**DOCUMENT PASSAGE**
┄┄┄┄┄┄

Lessons from a Waterfall

The spring of 2020 could be that time in history remembered for both the way in which the world was brought together by sickness and fear and also blown apart by desperation and that prolonged, awkward proximity of quarantine. Like we were all estranged relatives for months at the holiday table, the bird a long-devoured mess of bone and gristle and there’s one last slice of sweet-potato pie stared at by all in a tense silence.

Sitting together for that long, stripped of our distractions and without access to our cherished illusions of immortality and unique significance, we came to understand that time and resources are finite things.

I was hiking in Pennsylvania with my wife, in a place called Lehigh Gorge outside of quaint town named after a storied athlete descended from our nation’s First People. His name was Jim Thorpe. He attended a boarding school in Pennsylvania and had subsequently done well enough in life to have several places named after him. We stopped at a gas station there.

┄┄┄┄┄┄

**PROVIDED RECORDS**
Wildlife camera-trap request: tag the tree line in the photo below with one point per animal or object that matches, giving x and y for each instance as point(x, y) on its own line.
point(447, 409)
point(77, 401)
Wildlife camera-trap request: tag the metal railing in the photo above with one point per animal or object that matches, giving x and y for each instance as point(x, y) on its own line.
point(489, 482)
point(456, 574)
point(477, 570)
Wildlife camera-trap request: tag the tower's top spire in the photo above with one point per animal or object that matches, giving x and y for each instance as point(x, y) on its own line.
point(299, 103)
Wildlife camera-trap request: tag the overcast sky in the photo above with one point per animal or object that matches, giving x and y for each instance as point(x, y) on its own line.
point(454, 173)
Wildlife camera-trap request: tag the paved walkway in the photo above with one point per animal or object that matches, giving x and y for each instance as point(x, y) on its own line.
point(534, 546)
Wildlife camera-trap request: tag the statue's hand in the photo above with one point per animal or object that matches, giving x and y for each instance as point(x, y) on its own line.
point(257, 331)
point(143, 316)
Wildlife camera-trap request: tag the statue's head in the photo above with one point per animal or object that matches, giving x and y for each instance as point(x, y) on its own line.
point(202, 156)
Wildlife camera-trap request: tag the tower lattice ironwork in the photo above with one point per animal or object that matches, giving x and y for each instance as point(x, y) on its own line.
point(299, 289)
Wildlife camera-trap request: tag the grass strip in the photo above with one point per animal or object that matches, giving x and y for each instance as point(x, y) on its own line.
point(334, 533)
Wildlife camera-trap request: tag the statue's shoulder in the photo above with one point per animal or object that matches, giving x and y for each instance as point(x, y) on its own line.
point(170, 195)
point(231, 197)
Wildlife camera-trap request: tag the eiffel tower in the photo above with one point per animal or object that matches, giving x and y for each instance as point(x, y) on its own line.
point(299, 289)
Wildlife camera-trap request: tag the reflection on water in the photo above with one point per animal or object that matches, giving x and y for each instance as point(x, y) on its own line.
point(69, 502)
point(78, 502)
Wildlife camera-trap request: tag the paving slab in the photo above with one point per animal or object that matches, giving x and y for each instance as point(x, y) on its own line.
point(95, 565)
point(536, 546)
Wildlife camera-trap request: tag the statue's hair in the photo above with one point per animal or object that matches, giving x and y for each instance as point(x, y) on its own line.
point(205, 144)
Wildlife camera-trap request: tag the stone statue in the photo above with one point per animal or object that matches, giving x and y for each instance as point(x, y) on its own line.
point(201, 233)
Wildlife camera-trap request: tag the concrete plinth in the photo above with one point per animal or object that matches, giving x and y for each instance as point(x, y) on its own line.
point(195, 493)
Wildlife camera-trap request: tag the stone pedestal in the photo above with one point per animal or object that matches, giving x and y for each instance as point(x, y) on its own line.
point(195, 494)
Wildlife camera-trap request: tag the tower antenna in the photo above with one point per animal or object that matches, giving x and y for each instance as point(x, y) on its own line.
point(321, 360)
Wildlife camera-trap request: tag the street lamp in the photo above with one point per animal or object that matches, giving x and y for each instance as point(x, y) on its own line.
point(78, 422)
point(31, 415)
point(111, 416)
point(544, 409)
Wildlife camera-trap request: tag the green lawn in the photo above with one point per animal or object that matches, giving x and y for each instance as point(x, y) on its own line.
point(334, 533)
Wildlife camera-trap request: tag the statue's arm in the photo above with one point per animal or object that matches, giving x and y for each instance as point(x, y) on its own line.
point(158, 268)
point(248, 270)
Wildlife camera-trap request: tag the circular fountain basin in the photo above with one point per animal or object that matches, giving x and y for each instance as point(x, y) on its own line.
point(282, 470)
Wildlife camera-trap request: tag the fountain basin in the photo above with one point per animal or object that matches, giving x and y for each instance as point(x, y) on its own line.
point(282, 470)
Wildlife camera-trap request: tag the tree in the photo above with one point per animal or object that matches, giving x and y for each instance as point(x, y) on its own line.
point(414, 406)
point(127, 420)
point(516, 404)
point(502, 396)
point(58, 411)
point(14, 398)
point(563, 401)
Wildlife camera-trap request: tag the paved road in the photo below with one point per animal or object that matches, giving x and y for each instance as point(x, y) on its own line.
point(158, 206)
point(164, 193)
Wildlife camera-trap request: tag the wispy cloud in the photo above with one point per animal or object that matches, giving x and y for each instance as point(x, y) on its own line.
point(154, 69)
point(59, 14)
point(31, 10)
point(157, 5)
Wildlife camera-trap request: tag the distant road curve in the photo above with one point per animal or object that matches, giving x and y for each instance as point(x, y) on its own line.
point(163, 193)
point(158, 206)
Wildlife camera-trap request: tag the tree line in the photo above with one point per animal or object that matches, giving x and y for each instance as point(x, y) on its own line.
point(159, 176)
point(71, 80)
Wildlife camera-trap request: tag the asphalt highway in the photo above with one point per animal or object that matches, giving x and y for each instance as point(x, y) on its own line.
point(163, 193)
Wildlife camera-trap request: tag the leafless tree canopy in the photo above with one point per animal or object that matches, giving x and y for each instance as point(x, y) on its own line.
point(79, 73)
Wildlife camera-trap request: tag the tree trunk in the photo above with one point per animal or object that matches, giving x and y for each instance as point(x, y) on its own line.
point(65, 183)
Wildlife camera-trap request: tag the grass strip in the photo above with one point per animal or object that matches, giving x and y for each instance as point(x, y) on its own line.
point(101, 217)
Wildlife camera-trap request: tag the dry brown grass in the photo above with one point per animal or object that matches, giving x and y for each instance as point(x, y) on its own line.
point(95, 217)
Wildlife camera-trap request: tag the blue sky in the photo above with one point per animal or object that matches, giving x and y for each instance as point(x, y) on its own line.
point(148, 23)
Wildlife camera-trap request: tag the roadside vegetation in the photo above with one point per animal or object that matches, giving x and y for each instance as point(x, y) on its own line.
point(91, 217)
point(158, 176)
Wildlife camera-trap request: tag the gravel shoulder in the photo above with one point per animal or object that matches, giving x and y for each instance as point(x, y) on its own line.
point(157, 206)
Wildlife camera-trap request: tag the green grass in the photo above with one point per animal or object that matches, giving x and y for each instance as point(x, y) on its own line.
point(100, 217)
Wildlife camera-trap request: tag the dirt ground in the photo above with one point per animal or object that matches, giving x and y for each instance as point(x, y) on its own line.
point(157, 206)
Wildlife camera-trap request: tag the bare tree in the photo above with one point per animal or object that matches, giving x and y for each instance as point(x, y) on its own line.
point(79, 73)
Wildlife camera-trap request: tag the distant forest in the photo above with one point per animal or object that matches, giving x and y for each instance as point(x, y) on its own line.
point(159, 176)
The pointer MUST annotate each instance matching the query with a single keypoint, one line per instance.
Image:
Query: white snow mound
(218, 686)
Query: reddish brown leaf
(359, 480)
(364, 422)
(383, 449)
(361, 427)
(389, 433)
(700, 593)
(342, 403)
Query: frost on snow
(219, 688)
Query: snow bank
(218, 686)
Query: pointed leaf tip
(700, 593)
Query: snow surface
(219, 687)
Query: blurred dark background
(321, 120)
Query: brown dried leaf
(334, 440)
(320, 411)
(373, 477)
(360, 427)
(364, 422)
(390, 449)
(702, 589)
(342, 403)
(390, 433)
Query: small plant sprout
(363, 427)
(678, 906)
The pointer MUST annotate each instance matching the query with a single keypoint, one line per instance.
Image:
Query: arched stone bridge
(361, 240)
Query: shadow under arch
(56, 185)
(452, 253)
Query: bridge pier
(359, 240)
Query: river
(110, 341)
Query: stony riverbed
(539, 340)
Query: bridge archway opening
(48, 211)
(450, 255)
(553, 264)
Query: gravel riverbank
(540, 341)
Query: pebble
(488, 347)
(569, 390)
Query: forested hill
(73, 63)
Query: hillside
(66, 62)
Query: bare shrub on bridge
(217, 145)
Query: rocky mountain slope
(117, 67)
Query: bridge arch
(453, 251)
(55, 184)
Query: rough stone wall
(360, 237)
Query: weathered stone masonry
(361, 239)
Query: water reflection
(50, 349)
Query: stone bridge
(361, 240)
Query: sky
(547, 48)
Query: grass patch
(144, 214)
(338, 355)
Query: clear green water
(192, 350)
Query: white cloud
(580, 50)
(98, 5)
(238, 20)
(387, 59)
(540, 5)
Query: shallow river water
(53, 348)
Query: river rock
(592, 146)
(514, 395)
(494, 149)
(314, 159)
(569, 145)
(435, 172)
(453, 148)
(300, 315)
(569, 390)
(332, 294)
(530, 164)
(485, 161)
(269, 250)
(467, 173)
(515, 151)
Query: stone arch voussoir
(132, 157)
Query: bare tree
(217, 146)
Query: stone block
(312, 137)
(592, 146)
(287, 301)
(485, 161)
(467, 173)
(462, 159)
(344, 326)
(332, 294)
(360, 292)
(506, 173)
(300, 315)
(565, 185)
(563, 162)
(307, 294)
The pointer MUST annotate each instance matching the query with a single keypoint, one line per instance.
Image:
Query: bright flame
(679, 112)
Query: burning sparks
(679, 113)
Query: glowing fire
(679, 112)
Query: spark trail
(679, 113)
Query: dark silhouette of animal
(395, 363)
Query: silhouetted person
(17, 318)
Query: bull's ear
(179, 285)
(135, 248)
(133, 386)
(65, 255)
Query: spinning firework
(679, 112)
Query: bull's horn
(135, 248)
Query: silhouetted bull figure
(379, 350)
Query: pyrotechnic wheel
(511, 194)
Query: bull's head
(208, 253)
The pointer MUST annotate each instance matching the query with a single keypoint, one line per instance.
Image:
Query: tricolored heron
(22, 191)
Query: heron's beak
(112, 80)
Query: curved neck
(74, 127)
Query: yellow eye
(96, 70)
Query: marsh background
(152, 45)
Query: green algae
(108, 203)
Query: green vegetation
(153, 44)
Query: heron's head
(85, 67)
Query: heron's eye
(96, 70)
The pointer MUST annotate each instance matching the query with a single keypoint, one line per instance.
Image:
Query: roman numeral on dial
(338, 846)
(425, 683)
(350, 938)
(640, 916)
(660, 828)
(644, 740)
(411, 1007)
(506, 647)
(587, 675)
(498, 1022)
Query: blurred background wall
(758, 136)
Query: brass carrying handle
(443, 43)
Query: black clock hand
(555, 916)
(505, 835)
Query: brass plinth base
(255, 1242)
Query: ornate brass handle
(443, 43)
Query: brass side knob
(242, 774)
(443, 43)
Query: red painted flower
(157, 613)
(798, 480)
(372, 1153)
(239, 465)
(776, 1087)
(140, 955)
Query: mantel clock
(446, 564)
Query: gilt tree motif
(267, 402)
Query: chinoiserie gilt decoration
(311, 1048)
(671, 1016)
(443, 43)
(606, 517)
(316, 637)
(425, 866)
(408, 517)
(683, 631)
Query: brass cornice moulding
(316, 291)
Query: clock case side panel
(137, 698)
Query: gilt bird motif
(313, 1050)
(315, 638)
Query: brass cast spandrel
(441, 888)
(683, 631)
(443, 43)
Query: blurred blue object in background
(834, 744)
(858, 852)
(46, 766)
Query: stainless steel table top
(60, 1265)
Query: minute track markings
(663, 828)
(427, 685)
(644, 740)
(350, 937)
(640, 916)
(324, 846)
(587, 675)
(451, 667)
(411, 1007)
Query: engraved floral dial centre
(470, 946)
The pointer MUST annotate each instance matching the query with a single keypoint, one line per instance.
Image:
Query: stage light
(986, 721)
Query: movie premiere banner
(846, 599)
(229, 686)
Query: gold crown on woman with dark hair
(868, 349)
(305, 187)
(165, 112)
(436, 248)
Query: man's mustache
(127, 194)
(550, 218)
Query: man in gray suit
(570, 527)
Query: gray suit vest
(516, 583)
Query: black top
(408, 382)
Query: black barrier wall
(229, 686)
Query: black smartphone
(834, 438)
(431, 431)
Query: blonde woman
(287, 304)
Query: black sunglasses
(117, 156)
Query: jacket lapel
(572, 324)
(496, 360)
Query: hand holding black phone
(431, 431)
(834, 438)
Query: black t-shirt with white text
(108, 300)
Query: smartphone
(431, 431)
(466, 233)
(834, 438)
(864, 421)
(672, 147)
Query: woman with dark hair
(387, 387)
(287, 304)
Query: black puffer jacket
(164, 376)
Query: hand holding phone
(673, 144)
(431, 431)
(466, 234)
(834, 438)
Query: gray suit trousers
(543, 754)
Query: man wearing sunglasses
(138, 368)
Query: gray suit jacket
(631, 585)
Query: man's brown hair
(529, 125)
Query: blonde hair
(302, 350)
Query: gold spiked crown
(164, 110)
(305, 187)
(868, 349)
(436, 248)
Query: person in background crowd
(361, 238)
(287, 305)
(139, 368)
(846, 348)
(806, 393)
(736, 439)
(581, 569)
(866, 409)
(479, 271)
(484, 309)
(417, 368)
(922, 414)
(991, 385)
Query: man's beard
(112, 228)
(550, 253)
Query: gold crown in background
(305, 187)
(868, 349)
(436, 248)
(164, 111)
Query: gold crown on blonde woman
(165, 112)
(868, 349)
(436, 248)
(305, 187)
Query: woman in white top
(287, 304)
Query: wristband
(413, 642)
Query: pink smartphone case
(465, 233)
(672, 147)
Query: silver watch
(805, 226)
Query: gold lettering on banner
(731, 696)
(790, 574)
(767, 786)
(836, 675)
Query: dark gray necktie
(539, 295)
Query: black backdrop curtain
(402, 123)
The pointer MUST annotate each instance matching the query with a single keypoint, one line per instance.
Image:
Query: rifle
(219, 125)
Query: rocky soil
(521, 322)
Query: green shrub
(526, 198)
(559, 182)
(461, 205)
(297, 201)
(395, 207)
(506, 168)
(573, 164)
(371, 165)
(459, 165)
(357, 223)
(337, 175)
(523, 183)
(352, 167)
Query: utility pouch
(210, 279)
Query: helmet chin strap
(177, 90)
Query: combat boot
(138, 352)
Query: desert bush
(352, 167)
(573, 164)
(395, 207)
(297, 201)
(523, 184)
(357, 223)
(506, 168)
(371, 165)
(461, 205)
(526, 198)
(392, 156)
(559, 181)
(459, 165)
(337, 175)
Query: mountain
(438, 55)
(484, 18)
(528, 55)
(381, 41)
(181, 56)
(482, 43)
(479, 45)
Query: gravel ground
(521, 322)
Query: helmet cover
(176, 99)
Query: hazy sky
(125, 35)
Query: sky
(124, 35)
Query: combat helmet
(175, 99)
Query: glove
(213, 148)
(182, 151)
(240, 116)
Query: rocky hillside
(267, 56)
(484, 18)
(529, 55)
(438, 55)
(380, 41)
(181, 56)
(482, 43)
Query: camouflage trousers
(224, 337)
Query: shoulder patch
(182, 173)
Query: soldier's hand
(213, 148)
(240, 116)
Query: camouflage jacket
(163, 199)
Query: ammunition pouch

┄┄┄┄┄┄

**TASK SET**
1. From the waterfall essay, copy out the passage from "The spring of" to "are finite things.".
2. According to the waterfall essay, where was the writer hiking with their wife?
3. Decide whether each statement agrees with the waterfall essay, and back each yes or no with the deciding words quoted from it: (a) The writer went hiking in Pennsylvania. (b) Jim Thorpe attended a boarding school in New York. (c) The writer and their wife stopped at a gas station.

**RESPONSES FOR EACH TASK**
1.
The spring of 2020 could be that time in history remembered for both the way in which the world was brought together by sickness and fear and also blown apart by desperation and that prolonged, awkward proximity of quarantine. Like we were all estranged relatives for months at the holiday table, the bird a long-devoured mess of bone and gristle and there’s one last slice of sweet-potato pie stared at by all in a tense silence.

Sitting together for that long, stripped of our distractions and without access to our cherished illusions of immortality and unique significance, we came to understand that time and resources are finite things.

2. In a place called Lehigh Gorge, in Pennsylvania.

3.
(a) Yes: "I was hiking in Pennsylvania with my wife"
(b) No: "He attended a boarding school in Pennsylvania"
(c) Yes: "We stopped at a gas station there."